■ PAGE TEXT:
BEGIN

What is the right way to treat the vacuum energy?

Part of this discussion is that the canonical quantization suffers from ordering ambiguities. In essence, before promoting the classical Hamiltonian to an operator, one can add to it \begin{equation} H(x,p) \to H(x,p) +(xp-px)f(x,p). \qquad (1) \end{equation} with any $f(x,p)$. This means that upon quantization $H(x,p)$ can be turned into an arbitrary function of operators $x$ and $p$.

Some people in the comments (@Prof.Legolasov at Vacuum energy of a real Klein-Gordon field) suggested that this is a settled issue and I should ask a separate question. Thus, I guess, either the canonical quantization should be equipped with a preferred ordering scheme or there are alternative ways (path integral?) to quantize things, which are free of this problem. Can anyone expand on this or give some references?

Ultimately, I am wondering whether the vacuum energy of a free scalar field is there or it appears as a result of a wrong ordering in canonical quantization.

Discussion

Let me comment on one idea suggested below.

One suggestion was that one should require that the canonical equations of motion for $x$ and $p$ should remain the same as in the classical case. In the simplest case of a free particle, one has $$\dot x = \frac{p}{m}, \qquad \dot p =0.$$ If we insist that the same equations result from quantum commutators in the quantised case, we end up fixing $[x,H]$ and $[p,H]$. With these commutators fixed, one is only left with the freedom to add a number to the Hamiltonian -- this does not change the commutators above.

END

■ DATA EXTRACT:
BEGIN

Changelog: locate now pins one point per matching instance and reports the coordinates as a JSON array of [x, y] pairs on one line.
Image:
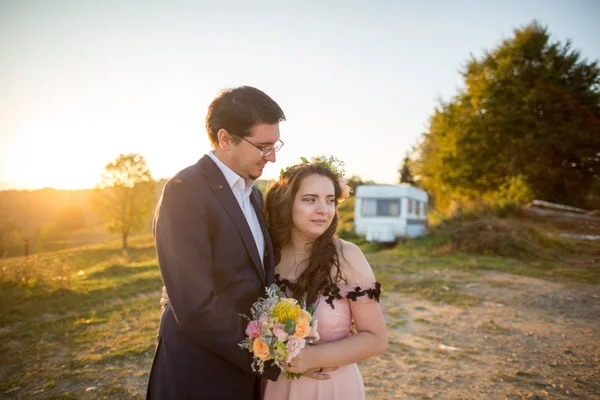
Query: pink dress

END

■ TASK INSTRUCTIONS:
[1] Answer these questions from the vacuum energy post:
(a) What term may be added to the classical Hamiltonian before it is promoted to an operator?
(b) What kind of field's vacuum energy is the poster ultimately wondering about?
(c) In the free-particle case, what freedom remains once the commutators with the Hamiltonian are fixed?
[2] Repeat the stretch of the vacuum energy post from "Some people in" through "idea suggested below.".
[3] Write what follows the final sentence of the vacuum energy post.
The listing has no connection to the vacuum energy post.

■ THE REPLIES:
[1]
(a) The term (xp − px)f(x,p), with any f(x,p).
(b) A free scalar field.
(c) Only the freedom to add a number to the Hamiltonian.

[2]
Some people in the comments (@Prof.Legolasov at Vacuum energy of a real Klein-Gordon field) suggested that this is a settled issue and I should ask a separate question. Thus, I guess, either the canonical quantization should be equipped with a preferred ordering scheme or there are alternative ways (path integral?) to quantize things, which are free of this problem. Can anyone expand on this or give some references?

Ultimately, I am wondering whether the vacuum energy of a free scalar field is there or it appears as a result of a wrong ordering in canonical quantization.

Discussion

Let me comment on one idea suggested below.

[3]
In the given case this suggestion seems very reasonable. However, I do not quite see how it can be extended to general Hamiltonians. Namely, for a general Hamiltonian the Poisson brackets $\{ x ,H\}$ and $\{p,H \}$ are some general functions of phase space variables $(x,p)$. Due to ordering ambiguities, there is no unique way how these should be promoted to operators when quantized. The reason why this logic worked for a free particle is that these brackets were ultimately simple $\{ x ,H\} \sim p$, $\{p,H \}\sim 0$: that is the first one is just one of the canonical coordinates, while the other one is zero. And, it seems natural to promote them to operators simply by $p \to \hat p$, $0\to 0$. Instead, for more general $\{ x ,H\}$ and $\{p,H \}$ there is no preferred way to promote them to operators.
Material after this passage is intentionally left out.